From the issue report on catalog syncing below, list every comment line in the reproduction steps, meaning each line that begins with "#".

**TEXT EXTRACT:**
* * * * * * * * *
Issue #2621
closedSyncing an immediate repo with 'on_demand' overridden no longer populates the catalog
Description
Prior to https://github.com/pulp/pulp_rpm/pull/1000
the following steps:
pulp-admin rpm repo create --repo-id=justin3 --feed=https://copr-be.cloud.fedoraproject.org/results/jmracek/dnf-search/fedora-25-x86_64/ --download-policy=immediate
pulp-admin rpm repo sync run --repo-id=justin3
# locate the package dnf-2.1.0-1.git.16.54a97bb.fc25
find /var/lib/pulp/content/units/rpm | grep 54a97bb
# See if its in the catalog (it shouldn't be)
mongo pulp_database
db.lazy_content_catalog.find({"path": "/var/lib/pulp/content/units/rpm/b2/6de2a5eaec4d2637d6e022e6ca9b36a8a6ab9063036033a613017f7e979478/dnf-2.1.0-1.git.16.54a97bb.fc25.noarch.rpm"})
# reset revision #, to force a sync
mongo pulp_database --eval 'db.repo_importers.update({"scratchpad": {$ne: null}}, {$set: {"scratchpad.repomd_revision": null}}, {"multi":true})'
#set to on demand and resync
pulp-admin rpm repo update --download-policy=on_demand --repo-id=justin3
pulp-admin rpm repo sync run --repo-id=justin3
#check the content catalog again:
mongo pulp_database
db.lazy_content_catalog.find({"path": "/var/lib/pulp/content/units/rpm/b2/6de2a5eaec4d2637d6e022e6ca9b36a8a6ab9063036033a613017f7e979478/dnf-2.1.0-1.git.16.54a97bb.fc25.noarch.rpm"})
would result in the catalog being populated. Now it does not. This prevents us from verifying the checksums of all rpms on an immediate repo.
Updated by jortel@redhat.com about 7 years ago
This is the PR and change that broke this: https://github.com/pulp/pulp_rpm/pull/1000/files#diff-68fa85b69e45aa1c5b5a032166c5ad0dL134
This needs to be done unconditionally:
catalog.add(unit, wanted[unit.unit_key_as_named_tuple].download_path)
back
Updated by jortel@redhat.com about 7 years ago
The suggested fix will undo the performance gains provided by #2457 (which has 2 related bugzillas) by 50%.
Updated by jortel@redhat.com about 7 years ago
Long term, we should have the importer(s) managing catalog entries regardless of download policy.
The advantages are:
- overhead is proportional to the units being added/removed.
- users can more freely change policies.
The disadvantages:
- Add small about of overhead to initial sync.
* * * * * * * * *
**EXTRACTED MATERIAL:**
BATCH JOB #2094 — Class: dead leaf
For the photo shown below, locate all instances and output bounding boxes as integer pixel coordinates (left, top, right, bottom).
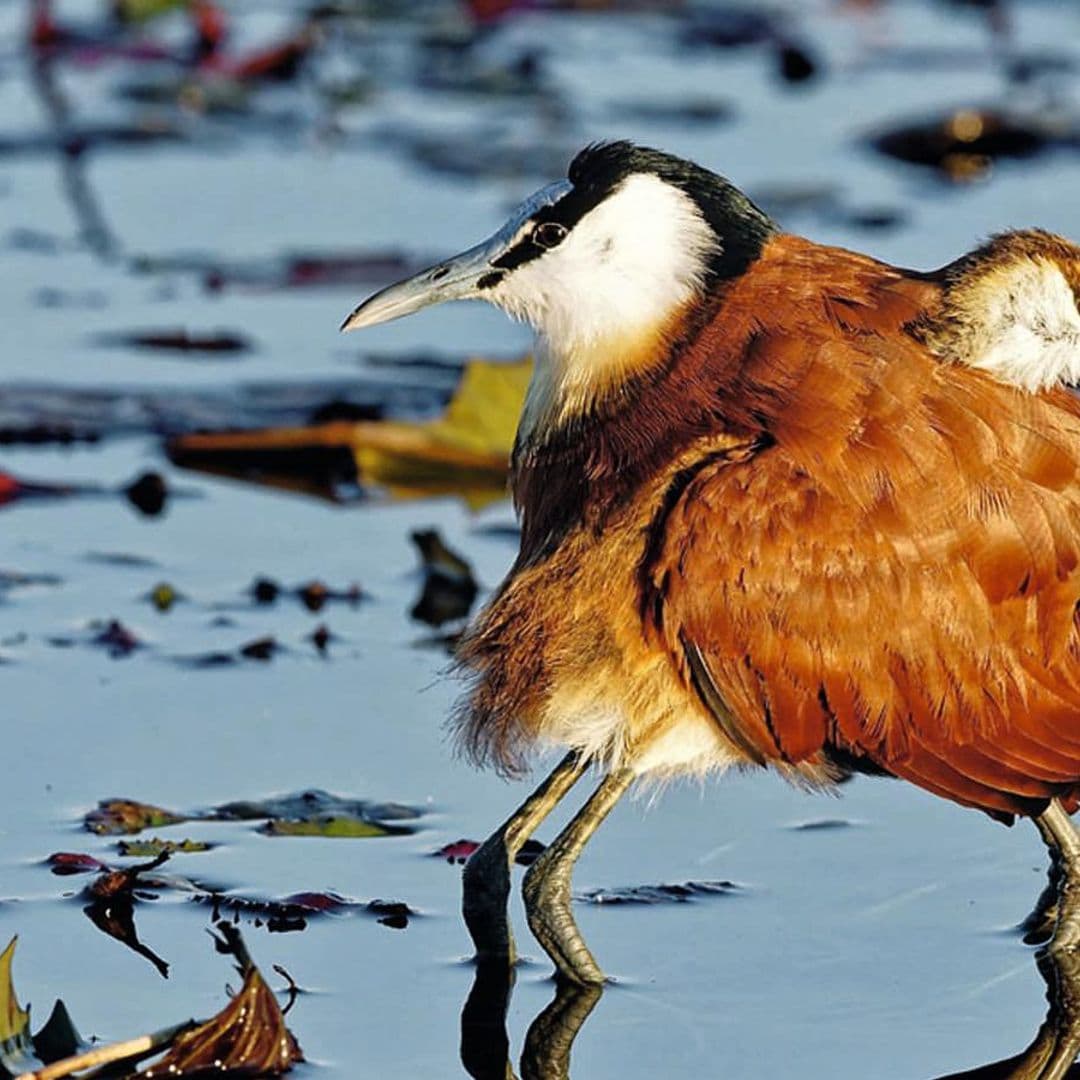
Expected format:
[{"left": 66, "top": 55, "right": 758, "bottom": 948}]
[
  {"left": 0, "top": 936, "right": 33, "bottom": 1072},
  {"left": 140, "top": 923, "right": 303, "bottom": 1080},
  {"left": 167, "top": 360, "right": 532, "bottom": 509}
]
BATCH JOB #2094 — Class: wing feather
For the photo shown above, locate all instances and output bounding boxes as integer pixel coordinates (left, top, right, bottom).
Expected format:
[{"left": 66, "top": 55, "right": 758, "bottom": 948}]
[{"left": 643, "top": 301, "right": 1080, "bottom": 816}]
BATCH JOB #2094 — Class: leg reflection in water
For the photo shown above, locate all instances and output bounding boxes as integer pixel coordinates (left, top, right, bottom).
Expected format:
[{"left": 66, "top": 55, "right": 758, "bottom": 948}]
[
  {"left": 461, "top": 951, "right": 1080, "bottom": 1080},
  {"left": 939, "top": 950, "right": 1080, "bottom": 1080},
  {"left": 461, "top": 961, "right": 604, "bottom": 1080}
]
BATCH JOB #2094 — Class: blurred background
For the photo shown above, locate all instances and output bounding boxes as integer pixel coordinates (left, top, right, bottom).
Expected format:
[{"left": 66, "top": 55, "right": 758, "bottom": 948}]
[{"left": 6, "top": 0, "right": 1080, "bottom": 1080}]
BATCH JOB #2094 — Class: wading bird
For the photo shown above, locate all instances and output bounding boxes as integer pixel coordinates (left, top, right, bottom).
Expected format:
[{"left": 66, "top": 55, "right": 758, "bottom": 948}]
[{"left": 345, "top": 143, "right": 1080, "bottom": 984}]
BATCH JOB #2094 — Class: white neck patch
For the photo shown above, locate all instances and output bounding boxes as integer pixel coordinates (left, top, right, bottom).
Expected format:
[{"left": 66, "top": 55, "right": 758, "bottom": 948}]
[
  {"left": 951, "top": 258, "right": 1080, "bottom": 392},
  {"left": 488, "top": 173, "right": 718, "bottom": 432}
]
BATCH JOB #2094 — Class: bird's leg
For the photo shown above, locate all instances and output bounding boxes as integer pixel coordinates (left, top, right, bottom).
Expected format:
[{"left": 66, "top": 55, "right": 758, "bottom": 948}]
[
  {"left": 1020, "top": 818, "right": 1062, "bottom": 945},
  {"left": 461, "top": 960, "right": 516, "bottom": 1080},
  {"left": 522, "top": 768, "right": 634, "bottom": 986},
  {"left": 1035, "top": 799, "right": 1080, "bottom": 953},
  {"left": 522, "top": 982, "right": 604, "bottom": 1080},
  {"left": 461, "top": 751, "right": 588, "bottom": 963}
]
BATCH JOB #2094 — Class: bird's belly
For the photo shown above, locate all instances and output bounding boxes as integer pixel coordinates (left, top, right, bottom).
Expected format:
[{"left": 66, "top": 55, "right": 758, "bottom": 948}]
[
  {"left": 460, "top": 511, "right": 745, "bottom": 779},
  {"left": 538, "top": 652, "right": 741, "bottom": 779}
]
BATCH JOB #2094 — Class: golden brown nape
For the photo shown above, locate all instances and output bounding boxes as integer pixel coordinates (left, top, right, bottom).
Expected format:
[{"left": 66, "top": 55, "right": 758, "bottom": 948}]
[{"left": 339, "top": 144, "right": 1080, "bottom": 983}]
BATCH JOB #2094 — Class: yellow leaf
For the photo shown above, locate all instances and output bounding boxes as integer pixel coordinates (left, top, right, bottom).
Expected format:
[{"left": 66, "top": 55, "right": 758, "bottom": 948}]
[
  {"left": 168, "top": 360, "right": 532, "bottom": 508},
  {"left": 0, "top": 935, "right": 33, "bottom": 1056}
]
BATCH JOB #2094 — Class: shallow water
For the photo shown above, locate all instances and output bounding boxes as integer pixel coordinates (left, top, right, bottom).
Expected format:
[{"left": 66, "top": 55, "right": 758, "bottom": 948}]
[{"left": 0, "top": 3, "right": 1080, "bottom": 1080}]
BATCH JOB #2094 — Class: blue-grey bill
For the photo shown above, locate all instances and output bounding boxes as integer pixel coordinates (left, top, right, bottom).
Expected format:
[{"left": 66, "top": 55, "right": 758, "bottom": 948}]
[{"left": 341, "top": 180, "right": 572, "bottom": 330}]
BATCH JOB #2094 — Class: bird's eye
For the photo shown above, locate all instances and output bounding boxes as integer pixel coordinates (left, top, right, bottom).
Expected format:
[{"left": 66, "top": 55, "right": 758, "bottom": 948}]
[{"left": 532, "top": 221, "right": 567, "bottom": 247}]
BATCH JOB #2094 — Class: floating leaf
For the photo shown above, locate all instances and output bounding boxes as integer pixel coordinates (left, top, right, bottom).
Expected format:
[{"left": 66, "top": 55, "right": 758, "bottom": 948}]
[
  {"left": 116, "top": 836, "right": 214, "bottom": 855},
  {"left": 33, "top": 998, "right": 86, "bottom": 1065},
  {"left": 83, "top": 799, "right": 188, "bottom": 836},
  {"left": 0, "top": 937, "right": 33, "bottom": 1072},
  {"left": 259, "top": 814, "right": 401, "bottom": 839},
  {"left": 141, "top": 923, "right": 303, "bottom": 1078},
  {"left": 45, "top": 851, "right": 109, "bottom": 876},
  {"left": 410, "top": 529, "right": 480, "bottom": 629},
  {"left": 167, "top": 360, "right": 532, "bottom": 508},
  {"left": 210, "top": 788, "right": 420, "bottom": 825},
  {"left": 146, "top": 581, "right": 184, "bottom": 615}
]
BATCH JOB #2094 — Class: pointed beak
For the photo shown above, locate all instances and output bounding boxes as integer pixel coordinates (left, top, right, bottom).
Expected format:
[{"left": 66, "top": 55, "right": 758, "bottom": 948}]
[{"left": 341, "top": 180, "right": 571, "bottom": 330}]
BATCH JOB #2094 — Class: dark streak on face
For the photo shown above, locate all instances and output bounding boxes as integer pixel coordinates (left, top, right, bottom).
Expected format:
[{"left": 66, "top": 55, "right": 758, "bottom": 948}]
[
  {"left": 491, "top": 141, "right": 778, "bottom": 280},
  {"left": 476, "top": 270, "right": 507, "bottom": 288}
]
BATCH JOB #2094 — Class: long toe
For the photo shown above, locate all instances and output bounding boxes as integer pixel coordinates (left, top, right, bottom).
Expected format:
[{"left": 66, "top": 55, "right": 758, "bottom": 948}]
[{"left": 522, "top": 849, "right": 604, "bottom": 986}]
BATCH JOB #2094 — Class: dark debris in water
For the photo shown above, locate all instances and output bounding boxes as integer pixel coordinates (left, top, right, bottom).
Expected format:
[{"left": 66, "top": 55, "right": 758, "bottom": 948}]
[
  {"left": 94, "top": 329, "right": 254, "bottom": 356},
  {"left": 432, "top": 838, "right": 546, "bottom": 866},
  {"left": 869, "top": 108, "right": 1080, "bottom": 183},
  {"left": 575, "top": 881, "right": 741, "bottom": 905},
  {"left": 410, "top": 529, "right": 480, "bottom": 629},
  {"left": 787, "top": 818, "right": 856, "bottom": 833},
  {"left": 247, "top": 578, "right": 366, "bottom": 612}
]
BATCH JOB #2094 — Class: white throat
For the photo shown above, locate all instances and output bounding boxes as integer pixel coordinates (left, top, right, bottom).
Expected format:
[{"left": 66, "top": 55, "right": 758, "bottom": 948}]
[{"left": 490, "top": 173, "right": 718, "bottom": 435}]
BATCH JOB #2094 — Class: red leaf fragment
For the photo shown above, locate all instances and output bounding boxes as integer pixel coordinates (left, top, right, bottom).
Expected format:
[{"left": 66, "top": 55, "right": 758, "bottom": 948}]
[{"left": 45, "top": 851, "right": 109, "bottom": 876}]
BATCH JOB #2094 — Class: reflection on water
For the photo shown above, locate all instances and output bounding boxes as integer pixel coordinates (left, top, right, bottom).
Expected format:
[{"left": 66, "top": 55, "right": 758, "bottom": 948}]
[
  {"left": 937, "top": 953, "right": 1080, "bottom": 1080},
  {"left": 461, "top": 953, "right": 1080, "bottom": 1080},
  {"left": 461, "top": 961, "right": 604, "bottom": 1080}
]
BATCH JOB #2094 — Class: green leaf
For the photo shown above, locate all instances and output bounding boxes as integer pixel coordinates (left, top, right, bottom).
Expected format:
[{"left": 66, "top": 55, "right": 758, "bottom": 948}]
[
  {"left": 262, "top": 814, "right": 394, "bottom": 839},
  {"left": 117, "top": 836, "right": 215, "bottom": 859},
  {"left": 83, "top": 799, "right": 188, "bottom": 836}
]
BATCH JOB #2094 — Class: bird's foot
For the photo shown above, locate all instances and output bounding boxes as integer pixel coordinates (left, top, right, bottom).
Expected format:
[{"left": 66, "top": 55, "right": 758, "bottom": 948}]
[
  {"left": 522, "top": 982, "right": 604, "bottom": 1080},
  {"left": 522, "top": 845, "right": 604, "bottom": 986},
  {"left": 461, "top": 828, "right": 515, "bottom": 964}
]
* * * * * * * * *
**RESPONSE:**
# locate the package dnf-2.1.0-1.git.16.54a97bb.fc25
# See if its in the catalog (it shouldn't be)
# reset revision #, to force a sync
#set to on demand and resync
#check the content catalog again: